──────── TEXTO CITADO ────────

No trabalho intitulado "A Condição Pós-Moderna" Harvey (1998) aponta que a pós-modernidade é fruto dos avanços sociais, políticos e culturais da modernidade. Para Harvey a modernidade é condição para pós-modernidade. Esta condição não é interpretada como sucessão histórica, e sim pelos elementos do pós-moderno que já existiam na própria modernidade, eles foram acelerados pelos acontecimentos sociais das últimas décadas, como o fim do socialismo real, dos meta-relatos e da bipolarização mundial. Para Berman (1993) não existe necessariamente uma condição pós-moderna, mas uma transformação radical das bases da modernidade, como o fim da idéia do iluminismo e descrença na racionalidade. O autor exemplifica esta situação através dos contra-pontos entre viver em uma sociedade repleta de conquistas da modernidade, como celular, Internet, robôs, biomedicina, genética e ao mesmo tempo as guerras nucleares, biológicas ou lixos tóxicos. Em outras palavras, o mundo contemporâneo, por um lado nos promove poder, alegria, crescimento, transformação de nós mesmos e do mundo, por outro lado este mesmo mundo pode ser destruído.
Este sentimento contemporâneo, de acordo com Berman (1993), mostra a crise da racionalidade, porque temos os melhores aparatos tecnológicos, possibilidade de longevidade, trabalhar menos e, ao mesmo tempo, a crise do petróleo no Oriente Médio, a AIDS na África, a bomba atômica nos países de primeiro mundo e a exploração do trabalho infantil na América do Sul.

──────── MATERIAL FORNECIDO ────────

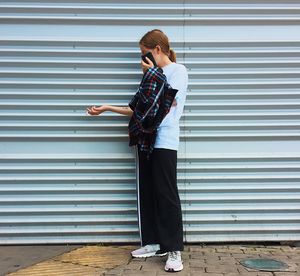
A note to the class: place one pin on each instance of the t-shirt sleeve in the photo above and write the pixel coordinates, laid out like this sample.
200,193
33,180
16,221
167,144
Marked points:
133,101
179,80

────────

→ **PROBLEMA PROPOSTO 1**:
As afirmações (a), (b) e (c) abaixo estão de acordo com o texto sobre a pós-modernidade? Responda sim ou não a cada uma e cite literalmente as palavras do texto que decidem a resposta.
(a) Para Harvey, a condição pós-moderna é interpretada como uma sucessão histórica da modernidade.
(b) Segundo Berman, não existe necessariamente uma condição pós-moderna.
(c) Berman menciona a crise do petróleo na América do Sul.
→ **PROBLEMA PROPOSTO 2**:
Você pode repetir fielmente todas as linhas dos registros, deixando as imagens de fora da resposta?

→ **SOLUÇÃO DA TAREFA 1**:
(a) Não: "Esta condição não é interpretada como sucessão histórica".
(b) Sim: "Para Berman (1993) não existe necessariamente uma condição pós-moderna".
(c) Não: "a crise do petróleo no Oriente Médio".

→ **SOLUÇÃO DA TAREFA 2**:
A note to the class: place one pin on each instance of the t-shirt sleeve in the photo above and write the pixel coordinates, laid out like this sample.
200,193
33,180
16,221
167,144
Marked points:
133,101
179,80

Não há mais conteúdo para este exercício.